[DATA FOR ANALYSIS — start]

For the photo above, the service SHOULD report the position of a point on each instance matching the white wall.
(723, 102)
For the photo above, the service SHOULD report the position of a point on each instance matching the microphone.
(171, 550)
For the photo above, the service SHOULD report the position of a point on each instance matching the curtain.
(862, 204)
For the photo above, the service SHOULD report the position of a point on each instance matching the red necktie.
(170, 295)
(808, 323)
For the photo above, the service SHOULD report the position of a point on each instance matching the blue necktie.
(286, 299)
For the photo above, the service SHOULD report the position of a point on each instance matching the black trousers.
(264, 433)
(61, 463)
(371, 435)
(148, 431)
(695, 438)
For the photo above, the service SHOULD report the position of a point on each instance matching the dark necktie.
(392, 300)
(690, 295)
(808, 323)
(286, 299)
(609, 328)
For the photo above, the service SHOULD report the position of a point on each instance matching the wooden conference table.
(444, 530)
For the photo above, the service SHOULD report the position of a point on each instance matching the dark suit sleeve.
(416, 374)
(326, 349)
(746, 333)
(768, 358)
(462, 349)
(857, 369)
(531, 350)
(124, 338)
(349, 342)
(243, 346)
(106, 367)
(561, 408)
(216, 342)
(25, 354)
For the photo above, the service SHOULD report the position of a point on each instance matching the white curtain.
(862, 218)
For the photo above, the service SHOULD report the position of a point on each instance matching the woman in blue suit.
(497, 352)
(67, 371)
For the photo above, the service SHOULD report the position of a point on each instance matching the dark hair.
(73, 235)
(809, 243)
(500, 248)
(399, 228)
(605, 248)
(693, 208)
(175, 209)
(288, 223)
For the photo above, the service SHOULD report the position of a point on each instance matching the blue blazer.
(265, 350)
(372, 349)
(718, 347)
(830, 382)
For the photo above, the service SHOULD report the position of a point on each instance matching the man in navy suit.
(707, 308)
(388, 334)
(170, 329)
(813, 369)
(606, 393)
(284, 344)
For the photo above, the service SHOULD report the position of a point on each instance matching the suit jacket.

[DATA FOR ANALYSIS — finish]

» **WHAT THE TASK ASKS**:
Copy the listing word for word, leaving nothing out.

» **RESPONSE AREA**:
For the photo above, the service SHOULD report the position of a point on each instance matching the white wall.
(723, 102)
For the photo above, the service SHOULD report the position of a point on each instance matching the microphone.
(171, 550)
For the photo above, the service SHOULD report the position of a point on each instance matching the curtain.
(862, 204)
For the photo above, the service SHOULD report the position of a point on each instance matching the red necktie.
(170, 295)
(808, 323)
For the photo above, the service SHOULD report the position of a point on each instance matching the blue necktie.
(286, 299)
For the photo above, the service SHOULD report the position of a point on each instance matching the black trousers.
(264, 433)
(61, 463)
(371, 435)
(148, 431)
(695, 438)
For the photo above, the service SHOULD report the position of a point on each instance matching the dark necktie.
(392, 300)
(690, 295)
(808, 323)
(286, 299)
(609, 328)
For the photo above, the service SHOULD report the position of a point on each instance matching the wooden conference table.
(444, 530)
For the photo above, the service SHOULD report the position of a point on each instance matching the dark suit sleeve.
(416, 374)
(326, 349)
(746, 333)
(768, 358)
(462, 349)
(857, 369)
(531, 350)
(124, 338)
(349, 342)
(243, 346)
(106, 367)
(561, 408)
(216, 342)
(25, 354)
For the photo above, the service SHOULD report the position of a point on each instance matching the white curtain.
(862, 218)
For the photo above, the service SHOULD report the position of a point on each instance matching the woman in blue suit.
(497, 352)
(67, 371)
For the photo above, the service SHOULD report the position of a point on each instance matching the dark hair.
(73, 235)
(809, 243)
(500, 248)
(399, 228)
(605, 248)
(693, 208)
(175, 209)
(288, 223)
For the photo above, the service SHOULD report the position of a point on each instance matching the blue blazer.
(265, 350)
(372, 349)
(718, 347)
(830, 382)
For the photo above, the service SHOULD report the position of a point on each instance matching the man in navy suit.
(707, 308)
(388, 334)
(170, 329)
(813, 369)
(606, 393)
(284, 344)
For the photo above, the service SHOULD report the position of a point on each instance matching the suit jacket.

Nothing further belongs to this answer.